■ About this task: Return every line from the one with "Target: camouflage uniform" through the one with "Confirm every instance of the building", inclusive, exactly as it appears below.

■ Task data:
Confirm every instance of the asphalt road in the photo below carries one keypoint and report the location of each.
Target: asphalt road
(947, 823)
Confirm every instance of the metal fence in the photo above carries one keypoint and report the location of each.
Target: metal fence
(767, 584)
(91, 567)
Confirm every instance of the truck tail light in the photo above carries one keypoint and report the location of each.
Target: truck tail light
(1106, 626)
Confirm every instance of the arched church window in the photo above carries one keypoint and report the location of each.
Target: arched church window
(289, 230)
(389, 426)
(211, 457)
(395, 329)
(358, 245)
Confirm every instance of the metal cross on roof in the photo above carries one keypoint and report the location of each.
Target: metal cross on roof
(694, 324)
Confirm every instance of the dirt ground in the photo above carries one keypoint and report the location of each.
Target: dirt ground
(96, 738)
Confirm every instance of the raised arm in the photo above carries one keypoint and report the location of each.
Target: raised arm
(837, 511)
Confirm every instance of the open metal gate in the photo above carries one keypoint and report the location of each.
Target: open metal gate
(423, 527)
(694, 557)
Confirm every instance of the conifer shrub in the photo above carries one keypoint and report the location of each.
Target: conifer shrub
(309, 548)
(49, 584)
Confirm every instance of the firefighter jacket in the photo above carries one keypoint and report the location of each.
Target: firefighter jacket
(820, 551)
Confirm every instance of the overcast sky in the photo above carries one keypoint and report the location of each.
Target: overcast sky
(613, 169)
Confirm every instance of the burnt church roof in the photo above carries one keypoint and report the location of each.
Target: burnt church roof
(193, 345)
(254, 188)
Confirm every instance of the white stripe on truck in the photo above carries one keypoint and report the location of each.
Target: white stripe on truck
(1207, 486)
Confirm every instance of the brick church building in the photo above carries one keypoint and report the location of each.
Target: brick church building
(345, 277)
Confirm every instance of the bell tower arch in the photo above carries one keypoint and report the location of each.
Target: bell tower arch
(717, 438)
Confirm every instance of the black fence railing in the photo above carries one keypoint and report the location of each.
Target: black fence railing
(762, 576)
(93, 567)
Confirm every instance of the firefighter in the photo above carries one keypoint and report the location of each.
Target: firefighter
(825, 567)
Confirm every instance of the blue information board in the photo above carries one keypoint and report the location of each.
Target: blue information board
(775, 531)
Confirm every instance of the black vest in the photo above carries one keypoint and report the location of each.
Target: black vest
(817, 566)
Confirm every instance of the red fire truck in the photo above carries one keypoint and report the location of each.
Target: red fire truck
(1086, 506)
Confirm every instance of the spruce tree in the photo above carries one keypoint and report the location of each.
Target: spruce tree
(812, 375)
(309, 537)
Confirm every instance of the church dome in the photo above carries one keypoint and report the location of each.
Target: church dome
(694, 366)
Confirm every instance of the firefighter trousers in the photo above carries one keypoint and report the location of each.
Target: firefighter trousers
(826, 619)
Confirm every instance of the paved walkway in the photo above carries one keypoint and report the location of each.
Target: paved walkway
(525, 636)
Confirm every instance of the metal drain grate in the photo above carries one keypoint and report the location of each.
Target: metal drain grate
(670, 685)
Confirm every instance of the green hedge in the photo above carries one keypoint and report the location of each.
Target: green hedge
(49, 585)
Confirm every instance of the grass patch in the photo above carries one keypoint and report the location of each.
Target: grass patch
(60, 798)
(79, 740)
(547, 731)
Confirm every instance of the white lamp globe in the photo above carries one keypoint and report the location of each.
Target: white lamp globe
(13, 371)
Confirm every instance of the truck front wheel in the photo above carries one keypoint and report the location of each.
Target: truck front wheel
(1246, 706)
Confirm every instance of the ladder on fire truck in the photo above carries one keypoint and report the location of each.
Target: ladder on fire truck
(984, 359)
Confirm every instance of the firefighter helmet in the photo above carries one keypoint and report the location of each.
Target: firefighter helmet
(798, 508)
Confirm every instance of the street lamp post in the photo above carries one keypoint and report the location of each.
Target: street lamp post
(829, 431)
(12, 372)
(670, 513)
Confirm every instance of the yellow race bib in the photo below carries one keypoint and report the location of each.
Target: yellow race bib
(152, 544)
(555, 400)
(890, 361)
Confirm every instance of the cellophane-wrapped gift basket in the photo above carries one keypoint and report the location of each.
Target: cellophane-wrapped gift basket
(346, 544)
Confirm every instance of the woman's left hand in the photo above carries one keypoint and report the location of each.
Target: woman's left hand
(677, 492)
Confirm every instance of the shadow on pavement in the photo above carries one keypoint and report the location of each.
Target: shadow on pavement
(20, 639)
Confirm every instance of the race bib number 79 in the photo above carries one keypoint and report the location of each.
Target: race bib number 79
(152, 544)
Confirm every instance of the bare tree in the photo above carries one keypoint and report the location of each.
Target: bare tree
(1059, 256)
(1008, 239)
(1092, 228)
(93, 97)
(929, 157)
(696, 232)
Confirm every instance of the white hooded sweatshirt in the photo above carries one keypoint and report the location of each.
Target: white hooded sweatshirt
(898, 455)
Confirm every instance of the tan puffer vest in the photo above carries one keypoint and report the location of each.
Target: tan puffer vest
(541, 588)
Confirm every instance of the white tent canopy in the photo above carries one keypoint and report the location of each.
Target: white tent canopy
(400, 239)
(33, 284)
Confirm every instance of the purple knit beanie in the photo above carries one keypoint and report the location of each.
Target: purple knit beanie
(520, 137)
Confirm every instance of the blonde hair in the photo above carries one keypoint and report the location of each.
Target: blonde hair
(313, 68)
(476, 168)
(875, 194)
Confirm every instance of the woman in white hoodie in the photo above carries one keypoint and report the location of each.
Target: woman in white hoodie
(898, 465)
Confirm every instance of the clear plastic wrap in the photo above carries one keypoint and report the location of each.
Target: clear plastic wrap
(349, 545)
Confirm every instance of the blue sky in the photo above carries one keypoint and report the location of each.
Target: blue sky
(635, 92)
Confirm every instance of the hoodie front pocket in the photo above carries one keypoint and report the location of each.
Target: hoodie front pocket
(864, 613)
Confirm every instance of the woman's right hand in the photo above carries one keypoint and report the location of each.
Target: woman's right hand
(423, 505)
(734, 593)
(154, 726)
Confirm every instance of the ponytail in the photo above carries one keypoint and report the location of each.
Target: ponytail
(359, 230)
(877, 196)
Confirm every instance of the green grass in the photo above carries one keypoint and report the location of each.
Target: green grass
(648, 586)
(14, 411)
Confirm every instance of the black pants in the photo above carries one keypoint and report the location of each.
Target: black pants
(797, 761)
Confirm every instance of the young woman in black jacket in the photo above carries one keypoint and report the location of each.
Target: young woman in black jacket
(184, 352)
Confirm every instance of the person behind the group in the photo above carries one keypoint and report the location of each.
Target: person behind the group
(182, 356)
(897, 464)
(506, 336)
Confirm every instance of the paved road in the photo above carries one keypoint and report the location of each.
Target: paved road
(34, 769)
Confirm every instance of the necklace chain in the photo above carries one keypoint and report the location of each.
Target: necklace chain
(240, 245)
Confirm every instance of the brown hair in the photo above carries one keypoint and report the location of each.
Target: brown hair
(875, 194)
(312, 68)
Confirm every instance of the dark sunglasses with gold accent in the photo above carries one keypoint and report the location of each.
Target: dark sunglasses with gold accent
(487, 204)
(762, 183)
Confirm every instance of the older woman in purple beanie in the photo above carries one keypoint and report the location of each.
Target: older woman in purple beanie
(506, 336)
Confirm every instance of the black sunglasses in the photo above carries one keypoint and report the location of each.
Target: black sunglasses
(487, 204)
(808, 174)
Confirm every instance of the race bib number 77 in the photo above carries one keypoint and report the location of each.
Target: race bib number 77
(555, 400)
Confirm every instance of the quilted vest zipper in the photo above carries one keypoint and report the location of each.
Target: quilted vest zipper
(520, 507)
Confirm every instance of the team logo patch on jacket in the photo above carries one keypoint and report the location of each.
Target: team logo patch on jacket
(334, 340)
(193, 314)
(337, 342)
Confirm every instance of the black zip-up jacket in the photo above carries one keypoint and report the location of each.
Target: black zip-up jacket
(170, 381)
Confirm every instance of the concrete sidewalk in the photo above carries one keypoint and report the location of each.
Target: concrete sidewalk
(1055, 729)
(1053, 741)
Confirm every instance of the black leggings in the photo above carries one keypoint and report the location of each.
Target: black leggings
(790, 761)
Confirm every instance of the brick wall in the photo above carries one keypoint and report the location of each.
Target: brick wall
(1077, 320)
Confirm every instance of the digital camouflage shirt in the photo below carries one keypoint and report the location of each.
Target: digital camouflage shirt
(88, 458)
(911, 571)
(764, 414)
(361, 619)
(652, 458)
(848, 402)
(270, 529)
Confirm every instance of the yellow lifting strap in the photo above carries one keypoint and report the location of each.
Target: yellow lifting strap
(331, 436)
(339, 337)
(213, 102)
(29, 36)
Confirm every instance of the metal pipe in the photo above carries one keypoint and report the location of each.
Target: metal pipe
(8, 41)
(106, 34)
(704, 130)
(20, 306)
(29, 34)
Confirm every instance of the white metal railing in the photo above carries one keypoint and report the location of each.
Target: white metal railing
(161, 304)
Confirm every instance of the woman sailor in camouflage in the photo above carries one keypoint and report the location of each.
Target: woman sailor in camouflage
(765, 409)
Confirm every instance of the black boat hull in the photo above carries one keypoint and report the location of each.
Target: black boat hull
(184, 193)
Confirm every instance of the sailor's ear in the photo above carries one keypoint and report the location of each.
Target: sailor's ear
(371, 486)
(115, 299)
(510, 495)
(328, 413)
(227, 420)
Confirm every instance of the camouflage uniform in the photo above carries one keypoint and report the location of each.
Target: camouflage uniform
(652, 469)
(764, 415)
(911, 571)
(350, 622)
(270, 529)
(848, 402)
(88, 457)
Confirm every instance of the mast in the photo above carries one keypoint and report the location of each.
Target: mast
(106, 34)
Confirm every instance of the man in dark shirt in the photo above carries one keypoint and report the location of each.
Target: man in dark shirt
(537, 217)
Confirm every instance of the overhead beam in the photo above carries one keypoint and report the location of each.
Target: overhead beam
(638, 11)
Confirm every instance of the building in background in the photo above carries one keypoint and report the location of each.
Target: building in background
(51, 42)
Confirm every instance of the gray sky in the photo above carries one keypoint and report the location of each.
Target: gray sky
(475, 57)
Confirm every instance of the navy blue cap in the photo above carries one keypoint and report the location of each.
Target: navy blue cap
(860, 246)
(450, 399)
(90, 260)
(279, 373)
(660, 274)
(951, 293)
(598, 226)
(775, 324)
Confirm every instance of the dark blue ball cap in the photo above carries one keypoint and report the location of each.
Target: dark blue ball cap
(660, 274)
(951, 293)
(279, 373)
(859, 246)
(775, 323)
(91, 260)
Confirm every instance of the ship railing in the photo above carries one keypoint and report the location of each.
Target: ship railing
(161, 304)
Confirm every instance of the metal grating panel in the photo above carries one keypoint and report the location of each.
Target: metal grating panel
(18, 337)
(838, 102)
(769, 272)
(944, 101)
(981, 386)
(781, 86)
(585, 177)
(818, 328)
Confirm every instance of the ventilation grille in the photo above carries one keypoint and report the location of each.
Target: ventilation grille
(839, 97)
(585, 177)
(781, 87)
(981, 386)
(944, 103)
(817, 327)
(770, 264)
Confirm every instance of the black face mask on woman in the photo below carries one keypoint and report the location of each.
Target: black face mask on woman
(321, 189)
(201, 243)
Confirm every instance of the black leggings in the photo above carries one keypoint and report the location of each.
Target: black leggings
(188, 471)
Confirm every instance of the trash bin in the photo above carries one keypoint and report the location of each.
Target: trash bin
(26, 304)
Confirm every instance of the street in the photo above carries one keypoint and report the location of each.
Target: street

■ Finished exercise:
Target: camouflage uniform
(652, 469)
(764, 415)
(911, 571)
(350, 622)
(270, 529)
(848, 402)
(88, 457)
Confirm every instance of the mast in the photo above carries one keypoint and report the location of each.
Target: mast
(106, 34)
Confirm every instance of the man in dark shirt in the photo above carries one keypoint and report the location of each.
Target: man in dark shirt
(537, 217)
Confirm every instance of the overhead beam in the photo above carries one keypoint and report the location of each.
Target: overhead beam
(638, 11)
Confirm every instance of the building in background in the photo above carries one keypoint and report the location of each.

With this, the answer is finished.